### Exercise description
Reproduce the listing lines starting at the line containing "Please mark the downspout, one" and ending at the last line of the listing, changing "hedge" to "hedgerow" and leaving everything else unchanged.

# Start of Data rows

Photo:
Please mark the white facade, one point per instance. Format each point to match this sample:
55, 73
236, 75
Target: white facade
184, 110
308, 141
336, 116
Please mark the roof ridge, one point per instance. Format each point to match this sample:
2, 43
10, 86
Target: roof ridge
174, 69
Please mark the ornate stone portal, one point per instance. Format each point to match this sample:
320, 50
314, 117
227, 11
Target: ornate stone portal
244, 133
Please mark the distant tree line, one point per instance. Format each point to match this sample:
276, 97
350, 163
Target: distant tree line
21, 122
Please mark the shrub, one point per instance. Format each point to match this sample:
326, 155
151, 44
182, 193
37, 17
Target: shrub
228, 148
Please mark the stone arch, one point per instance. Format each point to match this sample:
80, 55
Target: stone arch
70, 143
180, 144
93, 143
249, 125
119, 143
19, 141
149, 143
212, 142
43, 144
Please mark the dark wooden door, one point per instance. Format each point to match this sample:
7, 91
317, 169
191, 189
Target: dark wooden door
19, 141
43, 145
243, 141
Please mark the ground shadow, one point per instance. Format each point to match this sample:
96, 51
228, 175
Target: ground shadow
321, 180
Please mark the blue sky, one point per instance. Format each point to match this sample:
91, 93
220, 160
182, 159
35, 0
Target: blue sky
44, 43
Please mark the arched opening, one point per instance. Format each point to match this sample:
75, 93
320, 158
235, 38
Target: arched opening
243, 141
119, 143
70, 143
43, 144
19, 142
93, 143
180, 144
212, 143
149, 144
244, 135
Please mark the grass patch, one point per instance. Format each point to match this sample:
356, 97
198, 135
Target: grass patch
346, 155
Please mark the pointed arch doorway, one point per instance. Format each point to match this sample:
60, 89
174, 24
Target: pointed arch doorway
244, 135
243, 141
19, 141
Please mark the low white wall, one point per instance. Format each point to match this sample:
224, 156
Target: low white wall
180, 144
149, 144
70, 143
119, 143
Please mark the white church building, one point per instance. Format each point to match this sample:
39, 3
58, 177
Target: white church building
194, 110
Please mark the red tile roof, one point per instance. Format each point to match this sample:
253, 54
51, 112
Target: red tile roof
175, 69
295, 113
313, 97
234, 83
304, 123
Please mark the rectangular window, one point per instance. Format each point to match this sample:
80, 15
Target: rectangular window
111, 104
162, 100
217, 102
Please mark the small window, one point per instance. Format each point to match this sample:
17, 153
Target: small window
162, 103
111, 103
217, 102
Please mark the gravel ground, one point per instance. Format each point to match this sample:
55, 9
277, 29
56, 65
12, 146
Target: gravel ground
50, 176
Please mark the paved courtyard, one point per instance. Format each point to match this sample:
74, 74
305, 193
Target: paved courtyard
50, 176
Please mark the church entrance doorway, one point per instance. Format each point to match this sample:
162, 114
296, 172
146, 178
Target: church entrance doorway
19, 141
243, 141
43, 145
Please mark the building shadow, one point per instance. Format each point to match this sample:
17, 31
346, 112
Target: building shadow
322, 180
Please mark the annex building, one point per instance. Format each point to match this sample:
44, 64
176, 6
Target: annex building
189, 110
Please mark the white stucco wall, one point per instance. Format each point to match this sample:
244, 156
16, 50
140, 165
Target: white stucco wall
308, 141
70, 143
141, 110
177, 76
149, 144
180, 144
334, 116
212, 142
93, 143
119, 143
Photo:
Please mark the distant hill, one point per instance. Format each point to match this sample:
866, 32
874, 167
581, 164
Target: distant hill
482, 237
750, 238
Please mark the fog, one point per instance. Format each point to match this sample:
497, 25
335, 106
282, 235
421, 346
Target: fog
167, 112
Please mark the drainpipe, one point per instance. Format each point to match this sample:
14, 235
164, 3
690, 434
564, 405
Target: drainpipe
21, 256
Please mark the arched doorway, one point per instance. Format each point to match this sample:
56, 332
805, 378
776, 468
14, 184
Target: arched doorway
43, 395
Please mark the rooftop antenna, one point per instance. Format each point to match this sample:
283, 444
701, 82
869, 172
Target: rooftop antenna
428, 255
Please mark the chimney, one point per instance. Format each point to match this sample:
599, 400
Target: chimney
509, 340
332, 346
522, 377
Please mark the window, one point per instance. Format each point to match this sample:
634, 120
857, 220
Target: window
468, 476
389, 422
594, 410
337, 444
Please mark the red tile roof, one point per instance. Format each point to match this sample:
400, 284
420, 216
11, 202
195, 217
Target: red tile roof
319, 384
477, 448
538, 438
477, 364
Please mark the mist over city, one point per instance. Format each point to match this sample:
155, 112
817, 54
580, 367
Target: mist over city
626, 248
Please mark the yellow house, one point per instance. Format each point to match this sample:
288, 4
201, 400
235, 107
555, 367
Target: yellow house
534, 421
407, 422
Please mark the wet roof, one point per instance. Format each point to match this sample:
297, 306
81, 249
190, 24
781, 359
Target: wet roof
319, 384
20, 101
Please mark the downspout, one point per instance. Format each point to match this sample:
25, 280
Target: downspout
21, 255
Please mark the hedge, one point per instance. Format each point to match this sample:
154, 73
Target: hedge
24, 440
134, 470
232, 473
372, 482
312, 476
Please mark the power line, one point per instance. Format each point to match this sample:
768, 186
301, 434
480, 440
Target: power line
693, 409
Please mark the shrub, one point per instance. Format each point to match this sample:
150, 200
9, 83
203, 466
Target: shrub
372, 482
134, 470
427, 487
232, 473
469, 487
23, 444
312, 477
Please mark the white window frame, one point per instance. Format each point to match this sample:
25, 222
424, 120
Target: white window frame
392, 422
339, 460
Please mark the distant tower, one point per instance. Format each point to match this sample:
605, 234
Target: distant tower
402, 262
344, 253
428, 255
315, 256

# End of Data rows

### Solved exercise
Please mark the downspout, one point per instance. Format each point to match this sample:
25, 280
Target: downspout
21, 255
Please mark the hedgerow, one point per instance. Format each point to match this sample:
154, 73
Target: hedgerow
24, 440
134, 470
232, 473
372, 482
312, 476
Please mark the power line, one point per instance. Format each point to match this sample:
768, 186
301, 434
480, 440
Target: power line
693, 409
Please mark the shrub, one point per instance. Format each point to match this sample:
150, 200
9, 83
203, 466
Target: shrub
372, 482
134, 470
427, 487
232, 473
469, 487
23, 444
312, 477
Please mark the white window frame, one point per instance. Format each point to match this sample:
25, 222
424, 120
Target: white window frame
392, 422
339, 460
Please mark the distant tower, one point per instance. Format each point to match this sample:
605, 234
Target: distant tower
402, 262
344, 253
428, 255
315, 256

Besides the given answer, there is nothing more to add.